▸ **Point labeling examples**:

========

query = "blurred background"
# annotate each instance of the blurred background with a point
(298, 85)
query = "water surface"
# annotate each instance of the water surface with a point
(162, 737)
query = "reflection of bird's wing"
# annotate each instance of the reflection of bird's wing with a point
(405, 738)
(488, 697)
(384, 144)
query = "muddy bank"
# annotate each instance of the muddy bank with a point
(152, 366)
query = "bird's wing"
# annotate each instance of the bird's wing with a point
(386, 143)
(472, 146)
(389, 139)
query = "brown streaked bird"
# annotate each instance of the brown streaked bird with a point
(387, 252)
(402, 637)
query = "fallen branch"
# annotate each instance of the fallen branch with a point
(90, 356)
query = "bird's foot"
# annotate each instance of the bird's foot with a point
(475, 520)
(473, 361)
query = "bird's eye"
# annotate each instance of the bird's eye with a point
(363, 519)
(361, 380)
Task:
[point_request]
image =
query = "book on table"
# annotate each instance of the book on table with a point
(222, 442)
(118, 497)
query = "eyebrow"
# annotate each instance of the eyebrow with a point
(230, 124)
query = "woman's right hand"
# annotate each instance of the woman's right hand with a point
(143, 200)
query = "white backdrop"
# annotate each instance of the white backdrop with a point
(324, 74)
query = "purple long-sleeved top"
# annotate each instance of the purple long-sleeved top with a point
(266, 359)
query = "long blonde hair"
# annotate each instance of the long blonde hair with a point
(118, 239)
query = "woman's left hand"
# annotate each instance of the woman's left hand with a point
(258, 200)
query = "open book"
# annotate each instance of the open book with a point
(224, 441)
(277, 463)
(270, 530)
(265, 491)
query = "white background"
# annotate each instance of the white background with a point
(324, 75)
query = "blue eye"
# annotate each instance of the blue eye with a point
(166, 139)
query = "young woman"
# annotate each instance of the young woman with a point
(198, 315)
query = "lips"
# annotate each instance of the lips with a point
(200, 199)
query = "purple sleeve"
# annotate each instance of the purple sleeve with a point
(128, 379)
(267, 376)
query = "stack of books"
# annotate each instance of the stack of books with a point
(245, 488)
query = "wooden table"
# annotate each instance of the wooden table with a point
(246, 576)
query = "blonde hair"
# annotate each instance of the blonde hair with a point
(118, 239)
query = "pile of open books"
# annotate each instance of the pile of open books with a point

========

▸ **WHAT YOU WILL DO**: The lines above should be duplicated exactly.

▸ **FINISHED ANSWER**:
query = "blurred background"
# annotate each instance of the blurred background with a point
(298, 85)
query = "water surface"
# annotate each instance of the water surface with a point
(162, 737)
query = "reflection of bird's wing"
# annotate each instance of the reflection of bird's wing with a point
(405, 738)
(488, 697)
(384, 144)
query = "muddy bank"
# annotate each instance of the muddy bank with a point
(152, 366)
query = "bird's wing"
# annotate each instance of the bird's wing with a point
(386, 143)
(472, 146)
(389, 139)
query = "brown streaked bird"
# annotate each instance of the brown streaked bird with a point
(387, 252)
(402, 637)
query = "fallen branch"
# annotate each instance of the fallen branch with a point
(90, 356)
query = "bird's foot"
# annotate each instance of the bird's foot with a point
(475, 520)
(473, 361)
query = "bird's eye"
# annotate each instance of the bird's eye with a point
(363, 519)
(361, 380)
Task:
[point_request]
image =
query = "book on table"
# annotate each instance of the book on table with a point
(222, 442)
(118, 497)
query = "eyebrow"
# annotate each instance of the eyebrow with a point
(230, 124)
query = "woman's right hand"
# annotate each instance of the woman's right hand with a point
(143, 200)
query = "white backdrop"
# annotate each instance of the white backdrop with a point
(324, 74)
query = "purple long-sleeved top"
# annotate each instance of the purple long-sleeved top with a point
(266, 359)
query = "long blonde hair"
# annotate each instance of the long blonde hair with a point
(118, 239)
query = "woman's left hand"
# annotate each instance of the woman's left hand with a point
(258, 200)
query = "open book"
# annotate each instance of the open book with a point
(224, 441)
(277, 463)
(270, 530)
(265, 491)
query = "white background"
# annotate each instance of the white background with a point
(324, 75)
query = "blue eye"
# annotate each instance of the blue eye with a point
(166, 139)
query = "young woman"
# annotate each instance of the young woman with a point
(198, 315)
query = "lips"
# annotate each instance of the lips with a point
(200, 199)
query = "purple sleeve"
# annotate each instance of the purple sleeve with a point
(128, 379)
(267, 376)
query = "stack of books"
# annotate each instance of the stack of books with a point
(245, 488)
query = "wooden table"
# annotate each instance of the wooden table with a point
(246, 576)
query = "blonde hair"
# annotate each instance of the blonde hair with a point
(118, 239)
query = "pile of open books"
# annotate each instance of the pile of open books with a point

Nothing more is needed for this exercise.